- EXERCISE: Retype the records word for word, starting at the first line and stopping after the line that contains "column 113, row 236".

==== GIVEN RECORDS

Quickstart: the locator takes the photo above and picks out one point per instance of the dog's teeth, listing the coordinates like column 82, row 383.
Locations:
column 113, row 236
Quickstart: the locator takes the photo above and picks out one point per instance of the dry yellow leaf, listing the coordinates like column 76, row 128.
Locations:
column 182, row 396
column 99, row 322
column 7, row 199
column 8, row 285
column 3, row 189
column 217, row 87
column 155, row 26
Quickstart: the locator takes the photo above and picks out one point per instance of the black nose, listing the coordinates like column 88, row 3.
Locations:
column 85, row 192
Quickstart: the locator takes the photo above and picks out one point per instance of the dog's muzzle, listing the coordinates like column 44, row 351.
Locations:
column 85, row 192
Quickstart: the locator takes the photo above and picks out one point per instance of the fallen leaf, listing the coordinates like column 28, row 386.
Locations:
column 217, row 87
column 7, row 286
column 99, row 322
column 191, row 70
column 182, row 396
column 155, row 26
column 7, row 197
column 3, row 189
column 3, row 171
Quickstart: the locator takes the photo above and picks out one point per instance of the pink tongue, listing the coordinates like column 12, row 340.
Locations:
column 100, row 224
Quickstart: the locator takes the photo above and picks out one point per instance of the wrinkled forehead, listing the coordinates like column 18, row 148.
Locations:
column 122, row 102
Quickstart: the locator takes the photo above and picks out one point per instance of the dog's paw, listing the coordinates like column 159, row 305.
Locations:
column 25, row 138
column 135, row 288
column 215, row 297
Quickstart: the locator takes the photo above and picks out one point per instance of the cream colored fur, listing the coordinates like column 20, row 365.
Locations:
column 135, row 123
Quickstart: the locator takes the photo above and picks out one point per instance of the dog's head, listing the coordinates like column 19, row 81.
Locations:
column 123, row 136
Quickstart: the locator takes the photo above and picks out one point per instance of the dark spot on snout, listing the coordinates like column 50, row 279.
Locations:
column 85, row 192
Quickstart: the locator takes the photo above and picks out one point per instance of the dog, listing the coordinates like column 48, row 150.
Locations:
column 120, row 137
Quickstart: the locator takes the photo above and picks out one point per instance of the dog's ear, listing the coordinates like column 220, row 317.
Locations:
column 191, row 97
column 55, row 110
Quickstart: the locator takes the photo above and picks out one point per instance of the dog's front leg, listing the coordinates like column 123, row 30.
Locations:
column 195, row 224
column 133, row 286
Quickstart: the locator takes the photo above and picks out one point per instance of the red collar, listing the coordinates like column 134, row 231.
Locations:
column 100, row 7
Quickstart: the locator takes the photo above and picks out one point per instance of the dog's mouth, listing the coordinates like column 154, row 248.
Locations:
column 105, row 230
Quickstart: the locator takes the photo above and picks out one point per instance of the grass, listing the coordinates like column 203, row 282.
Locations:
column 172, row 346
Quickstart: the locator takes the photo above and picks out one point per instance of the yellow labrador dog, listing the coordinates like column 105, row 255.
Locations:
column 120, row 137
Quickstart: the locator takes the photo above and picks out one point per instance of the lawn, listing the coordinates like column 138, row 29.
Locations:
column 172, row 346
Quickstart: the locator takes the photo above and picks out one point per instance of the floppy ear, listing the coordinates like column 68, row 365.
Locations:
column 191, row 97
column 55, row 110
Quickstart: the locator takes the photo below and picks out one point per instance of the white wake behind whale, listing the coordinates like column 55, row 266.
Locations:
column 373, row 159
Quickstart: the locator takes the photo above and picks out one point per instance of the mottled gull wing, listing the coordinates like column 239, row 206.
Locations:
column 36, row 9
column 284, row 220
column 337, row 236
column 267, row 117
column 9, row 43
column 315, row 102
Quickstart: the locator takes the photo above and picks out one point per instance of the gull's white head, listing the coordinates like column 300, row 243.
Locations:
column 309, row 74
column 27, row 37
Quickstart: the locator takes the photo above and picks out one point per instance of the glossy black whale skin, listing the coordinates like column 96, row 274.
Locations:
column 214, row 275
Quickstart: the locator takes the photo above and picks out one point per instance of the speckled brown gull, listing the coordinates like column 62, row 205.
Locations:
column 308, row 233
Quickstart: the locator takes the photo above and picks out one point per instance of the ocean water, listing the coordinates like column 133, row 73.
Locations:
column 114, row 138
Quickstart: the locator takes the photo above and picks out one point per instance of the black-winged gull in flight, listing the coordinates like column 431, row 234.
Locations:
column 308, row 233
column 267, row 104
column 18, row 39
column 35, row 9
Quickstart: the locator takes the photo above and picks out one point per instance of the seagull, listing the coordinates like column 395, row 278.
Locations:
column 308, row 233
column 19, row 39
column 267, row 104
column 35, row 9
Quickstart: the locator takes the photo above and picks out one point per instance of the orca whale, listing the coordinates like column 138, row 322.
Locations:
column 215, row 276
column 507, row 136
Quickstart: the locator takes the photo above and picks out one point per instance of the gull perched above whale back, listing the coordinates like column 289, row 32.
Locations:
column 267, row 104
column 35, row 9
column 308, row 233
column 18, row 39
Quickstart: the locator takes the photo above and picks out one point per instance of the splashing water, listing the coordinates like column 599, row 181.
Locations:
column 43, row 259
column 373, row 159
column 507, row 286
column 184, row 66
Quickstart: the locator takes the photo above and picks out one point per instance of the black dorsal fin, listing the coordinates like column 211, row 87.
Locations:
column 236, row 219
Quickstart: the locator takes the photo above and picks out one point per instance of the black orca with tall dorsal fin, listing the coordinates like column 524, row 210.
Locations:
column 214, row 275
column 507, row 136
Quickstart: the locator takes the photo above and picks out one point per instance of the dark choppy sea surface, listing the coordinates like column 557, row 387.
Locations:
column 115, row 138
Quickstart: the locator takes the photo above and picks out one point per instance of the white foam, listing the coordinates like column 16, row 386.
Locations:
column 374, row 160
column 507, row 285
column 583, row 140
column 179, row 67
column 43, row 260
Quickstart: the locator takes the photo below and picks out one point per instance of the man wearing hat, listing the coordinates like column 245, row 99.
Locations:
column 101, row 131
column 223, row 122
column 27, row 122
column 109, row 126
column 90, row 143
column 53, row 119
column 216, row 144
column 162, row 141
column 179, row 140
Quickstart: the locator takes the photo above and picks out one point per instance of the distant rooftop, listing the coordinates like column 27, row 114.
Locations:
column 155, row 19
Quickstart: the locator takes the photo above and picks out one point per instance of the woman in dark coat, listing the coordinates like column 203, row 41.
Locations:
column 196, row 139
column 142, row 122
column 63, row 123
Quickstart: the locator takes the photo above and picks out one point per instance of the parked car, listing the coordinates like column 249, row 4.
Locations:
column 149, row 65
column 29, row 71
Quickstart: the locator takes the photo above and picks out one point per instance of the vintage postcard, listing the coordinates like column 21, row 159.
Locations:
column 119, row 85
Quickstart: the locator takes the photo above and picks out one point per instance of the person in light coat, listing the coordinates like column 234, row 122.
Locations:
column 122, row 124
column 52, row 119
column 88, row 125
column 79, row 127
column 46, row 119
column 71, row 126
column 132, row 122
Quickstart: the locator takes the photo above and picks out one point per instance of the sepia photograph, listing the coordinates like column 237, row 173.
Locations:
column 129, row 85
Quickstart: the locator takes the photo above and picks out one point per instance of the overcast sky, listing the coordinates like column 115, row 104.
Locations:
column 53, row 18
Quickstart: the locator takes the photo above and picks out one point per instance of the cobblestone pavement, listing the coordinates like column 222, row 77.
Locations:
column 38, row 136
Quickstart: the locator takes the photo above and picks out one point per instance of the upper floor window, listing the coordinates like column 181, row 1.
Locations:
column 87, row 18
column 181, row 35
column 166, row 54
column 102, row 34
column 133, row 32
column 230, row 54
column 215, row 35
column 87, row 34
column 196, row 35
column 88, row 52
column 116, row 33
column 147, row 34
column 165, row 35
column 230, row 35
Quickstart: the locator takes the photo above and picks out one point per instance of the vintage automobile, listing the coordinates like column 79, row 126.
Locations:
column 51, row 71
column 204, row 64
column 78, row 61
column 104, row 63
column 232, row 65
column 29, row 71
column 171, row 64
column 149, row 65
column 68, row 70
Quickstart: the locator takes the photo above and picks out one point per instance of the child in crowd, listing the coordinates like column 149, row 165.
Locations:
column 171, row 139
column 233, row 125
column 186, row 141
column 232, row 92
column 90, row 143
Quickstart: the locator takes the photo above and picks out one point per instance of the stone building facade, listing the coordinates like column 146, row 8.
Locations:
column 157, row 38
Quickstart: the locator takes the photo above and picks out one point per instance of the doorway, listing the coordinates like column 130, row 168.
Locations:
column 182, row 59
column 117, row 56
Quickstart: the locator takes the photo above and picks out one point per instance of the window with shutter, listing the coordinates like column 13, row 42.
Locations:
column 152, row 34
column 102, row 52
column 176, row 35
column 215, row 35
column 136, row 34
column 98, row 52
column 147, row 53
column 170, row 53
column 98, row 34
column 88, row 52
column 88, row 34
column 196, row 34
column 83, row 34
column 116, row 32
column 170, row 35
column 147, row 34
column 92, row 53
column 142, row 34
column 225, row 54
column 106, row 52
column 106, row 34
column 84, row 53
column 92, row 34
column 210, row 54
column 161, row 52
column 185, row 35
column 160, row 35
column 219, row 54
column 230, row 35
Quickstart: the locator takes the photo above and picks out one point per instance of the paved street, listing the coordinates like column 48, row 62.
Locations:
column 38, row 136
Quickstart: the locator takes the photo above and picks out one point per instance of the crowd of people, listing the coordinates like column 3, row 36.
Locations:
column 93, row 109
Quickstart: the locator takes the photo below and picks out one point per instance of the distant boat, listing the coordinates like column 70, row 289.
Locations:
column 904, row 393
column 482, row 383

========

- EXERCISE ANSWER:
Quickstart: the locator takes the photo above and picks out one point per instance of the dog's teeth, listing the coordinates like column 82, row 383.
Locations:
column 113, row 236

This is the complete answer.